**Extract provided:**
****************************************

Cystic Fibrosis–Related Diabetes in Adolescents

US Pharm. 2013;38(10)(Diabetes suppl):7-10.

ABSTRACT: A common and serious comorbidity in patients with cystic fibrosis (CF) is CF-related diabetes (CFRD), which is caused by mutations in the CFTR gene. The onset of CFRD is insidious and emerges by late adolescence. CFRD significantly increases the mortality rate, so early diagnosis and prompt medical intervention are necessary. The likelihood of microvascular complications increases in patients who have had CFRD for more than 10 years. The main therapy for CFRD is insulin, which controls blood glucose, stabilizes lung function, improves nutritional status, and promotes growth in adolescents. Oral hypoglycemic agents are contraindicated because of adverse effects. Nutritional support is important in the management of CFRD. The pharmacist can advise the patient about medications, dosages, and harmful drug-drug interactions.

****************************************

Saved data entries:
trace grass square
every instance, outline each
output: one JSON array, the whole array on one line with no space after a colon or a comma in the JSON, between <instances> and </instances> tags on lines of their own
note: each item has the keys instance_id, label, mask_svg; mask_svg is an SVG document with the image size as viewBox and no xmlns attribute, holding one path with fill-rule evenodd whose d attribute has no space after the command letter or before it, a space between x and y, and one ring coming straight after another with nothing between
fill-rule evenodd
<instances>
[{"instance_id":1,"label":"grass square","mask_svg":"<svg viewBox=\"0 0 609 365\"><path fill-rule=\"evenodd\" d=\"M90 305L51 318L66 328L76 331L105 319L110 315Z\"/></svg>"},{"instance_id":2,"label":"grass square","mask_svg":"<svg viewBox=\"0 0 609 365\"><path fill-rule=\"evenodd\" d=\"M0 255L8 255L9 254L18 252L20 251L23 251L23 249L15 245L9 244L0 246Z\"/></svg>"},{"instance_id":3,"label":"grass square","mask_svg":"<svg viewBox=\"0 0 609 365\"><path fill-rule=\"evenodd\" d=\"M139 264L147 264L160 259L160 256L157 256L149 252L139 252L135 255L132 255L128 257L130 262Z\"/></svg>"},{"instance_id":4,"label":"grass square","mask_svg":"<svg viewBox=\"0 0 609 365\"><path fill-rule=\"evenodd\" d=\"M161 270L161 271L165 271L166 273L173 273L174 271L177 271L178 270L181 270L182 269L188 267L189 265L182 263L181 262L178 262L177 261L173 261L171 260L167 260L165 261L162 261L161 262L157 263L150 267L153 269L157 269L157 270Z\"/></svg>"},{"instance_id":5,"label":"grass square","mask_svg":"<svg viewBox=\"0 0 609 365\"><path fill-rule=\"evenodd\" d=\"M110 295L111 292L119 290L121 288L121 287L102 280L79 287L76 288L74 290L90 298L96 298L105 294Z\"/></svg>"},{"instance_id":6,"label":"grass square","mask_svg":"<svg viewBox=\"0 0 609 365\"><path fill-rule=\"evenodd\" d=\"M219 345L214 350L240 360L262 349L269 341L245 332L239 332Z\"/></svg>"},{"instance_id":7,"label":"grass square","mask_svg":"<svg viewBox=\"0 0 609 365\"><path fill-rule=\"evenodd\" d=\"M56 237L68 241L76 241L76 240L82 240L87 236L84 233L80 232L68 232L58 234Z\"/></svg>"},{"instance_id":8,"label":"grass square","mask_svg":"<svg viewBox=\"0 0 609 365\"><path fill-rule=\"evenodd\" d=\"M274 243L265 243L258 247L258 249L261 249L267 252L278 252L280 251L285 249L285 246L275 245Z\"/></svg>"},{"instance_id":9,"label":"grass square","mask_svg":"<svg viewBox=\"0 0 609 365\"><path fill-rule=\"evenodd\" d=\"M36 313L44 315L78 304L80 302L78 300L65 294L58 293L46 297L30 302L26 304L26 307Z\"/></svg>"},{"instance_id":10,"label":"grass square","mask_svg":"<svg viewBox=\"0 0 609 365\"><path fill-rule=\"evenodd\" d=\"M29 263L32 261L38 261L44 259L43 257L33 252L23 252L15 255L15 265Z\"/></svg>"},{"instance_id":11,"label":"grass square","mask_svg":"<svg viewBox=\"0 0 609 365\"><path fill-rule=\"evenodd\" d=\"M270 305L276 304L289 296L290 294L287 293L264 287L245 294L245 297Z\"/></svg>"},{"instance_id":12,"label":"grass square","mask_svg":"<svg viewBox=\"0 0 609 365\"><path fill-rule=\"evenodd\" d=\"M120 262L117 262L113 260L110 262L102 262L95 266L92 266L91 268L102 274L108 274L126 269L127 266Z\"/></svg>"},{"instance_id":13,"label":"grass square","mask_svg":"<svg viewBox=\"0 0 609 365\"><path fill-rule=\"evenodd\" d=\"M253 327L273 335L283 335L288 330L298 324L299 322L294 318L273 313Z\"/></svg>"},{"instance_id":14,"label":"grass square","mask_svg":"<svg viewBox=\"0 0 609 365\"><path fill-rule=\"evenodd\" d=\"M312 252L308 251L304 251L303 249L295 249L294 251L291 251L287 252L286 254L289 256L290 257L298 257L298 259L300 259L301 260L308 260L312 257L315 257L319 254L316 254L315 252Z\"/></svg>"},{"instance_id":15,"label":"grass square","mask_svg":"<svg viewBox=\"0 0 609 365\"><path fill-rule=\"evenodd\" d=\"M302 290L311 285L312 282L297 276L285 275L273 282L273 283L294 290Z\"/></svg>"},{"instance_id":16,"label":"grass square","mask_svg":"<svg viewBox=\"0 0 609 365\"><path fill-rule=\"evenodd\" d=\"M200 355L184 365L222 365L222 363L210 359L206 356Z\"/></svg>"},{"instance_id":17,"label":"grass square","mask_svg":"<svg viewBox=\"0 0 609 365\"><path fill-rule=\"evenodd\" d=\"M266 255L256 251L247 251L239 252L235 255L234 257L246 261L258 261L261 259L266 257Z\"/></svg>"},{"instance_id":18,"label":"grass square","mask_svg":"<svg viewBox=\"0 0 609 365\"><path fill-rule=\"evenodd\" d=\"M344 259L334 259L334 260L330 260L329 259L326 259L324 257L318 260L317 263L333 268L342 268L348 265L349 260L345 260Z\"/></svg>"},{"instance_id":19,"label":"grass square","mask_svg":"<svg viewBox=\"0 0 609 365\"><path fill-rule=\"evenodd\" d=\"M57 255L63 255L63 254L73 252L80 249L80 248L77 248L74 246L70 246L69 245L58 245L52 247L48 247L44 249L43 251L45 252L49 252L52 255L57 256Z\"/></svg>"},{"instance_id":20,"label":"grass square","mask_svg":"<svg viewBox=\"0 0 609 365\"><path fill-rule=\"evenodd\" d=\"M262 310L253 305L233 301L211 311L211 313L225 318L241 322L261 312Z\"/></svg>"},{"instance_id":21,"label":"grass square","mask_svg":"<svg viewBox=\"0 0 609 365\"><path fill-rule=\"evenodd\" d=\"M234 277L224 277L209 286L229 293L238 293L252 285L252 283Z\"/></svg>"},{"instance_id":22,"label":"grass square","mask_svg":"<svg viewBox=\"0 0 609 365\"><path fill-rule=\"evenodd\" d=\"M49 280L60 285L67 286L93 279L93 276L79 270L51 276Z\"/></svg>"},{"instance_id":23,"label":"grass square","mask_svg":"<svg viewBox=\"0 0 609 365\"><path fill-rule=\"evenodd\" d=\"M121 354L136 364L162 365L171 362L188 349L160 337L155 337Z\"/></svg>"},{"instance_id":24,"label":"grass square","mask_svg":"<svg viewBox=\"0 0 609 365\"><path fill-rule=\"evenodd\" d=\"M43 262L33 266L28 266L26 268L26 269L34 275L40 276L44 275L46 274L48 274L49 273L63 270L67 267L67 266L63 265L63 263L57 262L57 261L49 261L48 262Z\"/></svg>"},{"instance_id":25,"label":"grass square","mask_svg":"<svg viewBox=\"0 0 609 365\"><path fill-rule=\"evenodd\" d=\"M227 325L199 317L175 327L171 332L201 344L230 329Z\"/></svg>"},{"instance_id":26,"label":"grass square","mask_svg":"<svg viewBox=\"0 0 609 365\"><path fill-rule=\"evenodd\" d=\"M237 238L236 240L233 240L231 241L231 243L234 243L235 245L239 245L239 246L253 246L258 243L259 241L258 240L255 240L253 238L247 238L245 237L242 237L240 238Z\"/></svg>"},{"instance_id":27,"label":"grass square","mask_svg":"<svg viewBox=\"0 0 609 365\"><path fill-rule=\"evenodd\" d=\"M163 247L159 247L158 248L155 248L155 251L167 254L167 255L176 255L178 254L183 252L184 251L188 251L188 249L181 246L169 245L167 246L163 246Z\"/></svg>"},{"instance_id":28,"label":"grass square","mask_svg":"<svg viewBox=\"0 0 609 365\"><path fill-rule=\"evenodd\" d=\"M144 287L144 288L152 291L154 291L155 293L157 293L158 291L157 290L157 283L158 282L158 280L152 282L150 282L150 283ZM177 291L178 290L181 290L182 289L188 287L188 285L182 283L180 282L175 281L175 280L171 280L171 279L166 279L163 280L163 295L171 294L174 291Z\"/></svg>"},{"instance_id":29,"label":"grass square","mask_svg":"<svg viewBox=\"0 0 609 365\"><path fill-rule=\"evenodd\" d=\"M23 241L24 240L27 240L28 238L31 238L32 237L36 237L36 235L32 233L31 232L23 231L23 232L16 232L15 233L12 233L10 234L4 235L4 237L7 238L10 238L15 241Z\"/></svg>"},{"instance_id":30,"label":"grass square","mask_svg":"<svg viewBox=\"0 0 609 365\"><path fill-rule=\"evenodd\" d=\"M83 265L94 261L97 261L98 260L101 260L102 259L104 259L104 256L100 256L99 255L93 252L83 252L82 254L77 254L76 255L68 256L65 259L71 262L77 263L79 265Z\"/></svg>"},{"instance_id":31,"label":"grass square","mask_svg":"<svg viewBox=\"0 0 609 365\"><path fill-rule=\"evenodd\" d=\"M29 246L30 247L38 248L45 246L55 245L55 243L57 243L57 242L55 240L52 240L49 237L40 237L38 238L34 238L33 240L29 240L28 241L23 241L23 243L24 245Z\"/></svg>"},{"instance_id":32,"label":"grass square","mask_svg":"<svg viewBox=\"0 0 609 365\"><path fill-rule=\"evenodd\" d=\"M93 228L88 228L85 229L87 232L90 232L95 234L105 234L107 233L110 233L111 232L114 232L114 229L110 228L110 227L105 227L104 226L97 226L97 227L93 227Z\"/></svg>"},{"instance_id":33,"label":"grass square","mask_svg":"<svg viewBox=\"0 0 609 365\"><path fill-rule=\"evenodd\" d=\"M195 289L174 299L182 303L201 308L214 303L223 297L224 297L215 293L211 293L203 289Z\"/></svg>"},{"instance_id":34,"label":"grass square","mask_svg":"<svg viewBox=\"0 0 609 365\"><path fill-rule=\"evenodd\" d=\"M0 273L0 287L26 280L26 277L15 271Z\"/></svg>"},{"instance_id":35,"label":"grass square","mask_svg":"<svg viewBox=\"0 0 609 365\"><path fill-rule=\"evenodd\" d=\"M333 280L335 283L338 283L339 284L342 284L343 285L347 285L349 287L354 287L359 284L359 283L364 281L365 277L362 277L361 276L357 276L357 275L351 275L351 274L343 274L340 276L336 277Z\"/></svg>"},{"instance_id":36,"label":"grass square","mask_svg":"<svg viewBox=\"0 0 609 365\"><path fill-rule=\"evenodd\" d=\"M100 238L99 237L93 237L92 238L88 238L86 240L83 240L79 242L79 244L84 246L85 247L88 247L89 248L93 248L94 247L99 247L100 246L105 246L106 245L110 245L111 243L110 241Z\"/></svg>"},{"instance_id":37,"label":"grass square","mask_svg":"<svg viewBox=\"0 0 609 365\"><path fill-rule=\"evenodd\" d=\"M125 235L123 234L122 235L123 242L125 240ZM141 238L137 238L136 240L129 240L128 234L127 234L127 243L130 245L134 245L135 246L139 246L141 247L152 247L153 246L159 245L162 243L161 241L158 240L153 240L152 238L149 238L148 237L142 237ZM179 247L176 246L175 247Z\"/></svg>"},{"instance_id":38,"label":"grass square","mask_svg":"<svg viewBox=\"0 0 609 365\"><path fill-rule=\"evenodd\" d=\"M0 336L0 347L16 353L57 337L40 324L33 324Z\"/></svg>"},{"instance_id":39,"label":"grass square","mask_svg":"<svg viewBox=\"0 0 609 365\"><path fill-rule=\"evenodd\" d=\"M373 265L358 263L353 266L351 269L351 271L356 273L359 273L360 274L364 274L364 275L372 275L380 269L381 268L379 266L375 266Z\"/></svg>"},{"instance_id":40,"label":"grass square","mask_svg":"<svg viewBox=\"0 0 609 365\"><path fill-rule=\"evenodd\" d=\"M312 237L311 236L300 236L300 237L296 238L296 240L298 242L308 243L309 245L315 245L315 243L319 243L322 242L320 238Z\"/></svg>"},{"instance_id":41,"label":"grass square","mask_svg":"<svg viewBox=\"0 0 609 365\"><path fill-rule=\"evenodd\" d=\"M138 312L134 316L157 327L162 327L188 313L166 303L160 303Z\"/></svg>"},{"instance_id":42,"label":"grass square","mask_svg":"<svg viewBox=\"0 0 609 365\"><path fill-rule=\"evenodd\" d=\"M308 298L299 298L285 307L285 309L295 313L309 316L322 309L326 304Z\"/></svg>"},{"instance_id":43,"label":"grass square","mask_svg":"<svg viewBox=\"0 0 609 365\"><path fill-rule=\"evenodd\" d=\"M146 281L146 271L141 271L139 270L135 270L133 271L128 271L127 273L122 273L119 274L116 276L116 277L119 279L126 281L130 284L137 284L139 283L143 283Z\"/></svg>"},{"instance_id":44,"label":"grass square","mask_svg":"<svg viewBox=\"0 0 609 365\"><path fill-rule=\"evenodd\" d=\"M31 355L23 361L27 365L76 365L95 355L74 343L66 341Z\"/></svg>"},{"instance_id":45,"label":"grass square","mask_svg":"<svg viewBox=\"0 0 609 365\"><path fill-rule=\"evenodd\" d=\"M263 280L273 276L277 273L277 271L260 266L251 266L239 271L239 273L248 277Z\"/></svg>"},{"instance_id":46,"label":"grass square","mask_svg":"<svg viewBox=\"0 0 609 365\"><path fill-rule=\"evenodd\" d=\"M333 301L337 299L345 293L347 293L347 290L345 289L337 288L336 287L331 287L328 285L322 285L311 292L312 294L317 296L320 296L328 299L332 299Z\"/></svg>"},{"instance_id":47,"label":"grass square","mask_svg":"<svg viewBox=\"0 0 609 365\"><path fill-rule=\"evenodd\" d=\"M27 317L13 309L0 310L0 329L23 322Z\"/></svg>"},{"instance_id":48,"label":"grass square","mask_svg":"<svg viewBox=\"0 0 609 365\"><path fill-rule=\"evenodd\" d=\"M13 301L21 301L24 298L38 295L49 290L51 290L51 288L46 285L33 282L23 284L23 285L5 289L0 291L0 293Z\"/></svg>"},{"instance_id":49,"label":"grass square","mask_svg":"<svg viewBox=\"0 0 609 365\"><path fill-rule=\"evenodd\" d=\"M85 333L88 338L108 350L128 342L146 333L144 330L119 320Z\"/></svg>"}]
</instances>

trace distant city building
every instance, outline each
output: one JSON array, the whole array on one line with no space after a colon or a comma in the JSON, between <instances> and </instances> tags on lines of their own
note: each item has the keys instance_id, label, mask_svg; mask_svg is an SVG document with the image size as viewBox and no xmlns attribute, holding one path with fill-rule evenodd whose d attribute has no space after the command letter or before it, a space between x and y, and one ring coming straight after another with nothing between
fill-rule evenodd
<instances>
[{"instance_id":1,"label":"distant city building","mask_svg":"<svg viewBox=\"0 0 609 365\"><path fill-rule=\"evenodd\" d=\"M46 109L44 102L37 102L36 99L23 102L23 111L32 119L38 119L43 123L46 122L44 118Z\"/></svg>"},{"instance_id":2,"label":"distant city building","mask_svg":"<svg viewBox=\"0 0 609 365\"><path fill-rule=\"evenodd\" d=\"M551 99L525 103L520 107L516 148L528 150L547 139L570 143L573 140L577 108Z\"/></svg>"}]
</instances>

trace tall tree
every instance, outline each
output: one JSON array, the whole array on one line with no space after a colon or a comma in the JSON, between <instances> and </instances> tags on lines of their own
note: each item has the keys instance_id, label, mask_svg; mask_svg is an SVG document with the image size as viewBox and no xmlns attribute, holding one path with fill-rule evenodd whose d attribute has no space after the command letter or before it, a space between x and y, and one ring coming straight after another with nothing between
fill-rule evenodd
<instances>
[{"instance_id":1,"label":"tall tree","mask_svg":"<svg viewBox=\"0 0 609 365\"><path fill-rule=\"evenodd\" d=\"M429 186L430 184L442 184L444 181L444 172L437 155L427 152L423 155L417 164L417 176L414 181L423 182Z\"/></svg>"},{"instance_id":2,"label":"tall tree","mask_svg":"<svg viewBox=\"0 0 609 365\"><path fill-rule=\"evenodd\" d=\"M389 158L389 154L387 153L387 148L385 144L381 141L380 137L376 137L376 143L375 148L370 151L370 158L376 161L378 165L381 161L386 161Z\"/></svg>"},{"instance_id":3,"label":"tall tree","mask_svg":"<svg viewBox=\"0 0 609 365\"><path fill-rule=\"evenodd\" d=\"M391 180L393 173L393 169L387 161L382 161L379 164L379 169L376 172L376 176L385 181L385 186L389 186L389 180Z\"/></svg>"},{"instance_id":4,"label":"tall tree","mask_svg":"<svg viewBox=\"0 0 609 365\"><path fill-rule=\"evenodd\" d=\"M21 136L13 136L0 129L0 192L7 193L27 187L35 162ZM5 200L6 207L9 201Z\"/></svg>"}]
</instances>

****************************************

**Your objective:**
In the abstract on cystic fibrosis–related diabetes, begin at the words "US Pharm. 2013;38(10)(Diabetes" and stop after "harmful drug-drug interactions.". Reproduce that part with "pharmacist" switched to "clinician".

**Your solution:**
US Pharm. 2013;38(10)(Diabetes suppl):7-10.

ABSTRACT: A common and serious comorbidity in patients with cystic fibrosis (CF) is CF-related diabetes (CFRD), which is caused by mutations in the CFTR gene. The onset of CFRD is insidious and emerges by late adolescence. CFRD significantly increases the mortality rate, so early diagnosis and prompt medical intervention are necessary. The likelihood of microvascular complications increases in patients who have had CFRD for more than 10 years. The main therapy for CFRD is insulin, which controls blood glucose, stabilizes lung function, improves nutritional status, and promotes growth in adolescents. Oral hypoglycemic agents are contraindicated because of adverse effects. Nutritional support is important in the management of CFRD. The clinician can advise the patient about medications, dosages, and harmful drug-drug interactions.